Quand l'harmonie se conjugue à la parole
     
     
 

« Quand le musicien arabe saisit son luth ou son rabab (instrument à cordes frottées, emblématique de la musique arabo-andalouse) et improvise un istikhbar ou un mawwal, ils accompagnent un geste magique qui le relie aussitôt au monde des “sphères supérieures”. Car comme l'ont affirmé certains soufis, nos âmes ont visité le Paradis et y ont goûté des mélodies divines. Mais nos préoccupations terrestres nous les ont fait oublier ».

Introduction qui, comme un fil conducteur, nous guide dans les arcanes de la musique, des poèmes et des chants arabo-andalous décrits, d'une manière instructive, à travers les 91 de “La plume, la voix et le plectre”, de Saadane Benbabaali et Beihdja Rahal (ED: Barzakh 2009).

• Matériel fourni:

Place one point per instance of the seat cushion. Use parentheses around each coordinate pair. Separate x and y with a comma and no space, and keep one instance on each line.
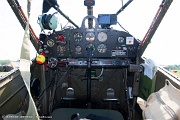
(66,113)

• À faire:
(a) D'après le texte sur la musique arabo-andalouse, qu'est-ce que le rabab ?
(b) Écrivez la suite du texte sur la musique arabo-andalouse à partir de l'endroit où il s'arrête.

• En réponse:
(a) Un instrument à cordes frottées, emblématique de la musique arabo-andalouse.

(b)
“La plume, la voix et le plectre” qui sera présenté par ses deux auteurs lors d'une rencontre-débat prévue le jeudi 2 avril au Centre Culturel Algérien à Paris, est un ouvrage pédagogique de par sa présentation et son style simple et instructif. Il s'adresse aux initiés et aux non-initiés et nous renseigne sur les différentes formes de cette musique savante, de la Nouba au Zajal en passant par le muwashshah.

« Le côté pédagogique est très important pour moi. Lorsque je suis face à un public dans une salle de concert, j'ai l'impression d'être face à des élèves dans un lycée. Mon souci premier et que chacun sorte de la salle enchanté par une belle musique, une belle interprétation, un bel orchestre mais aussi ; quelques explications claires : Que la musique andalouse ne soit plus pour lui ce monde inaccessible ». explique Beihdja Rahal qui insiste sur cet aspect important à plus d'un titre.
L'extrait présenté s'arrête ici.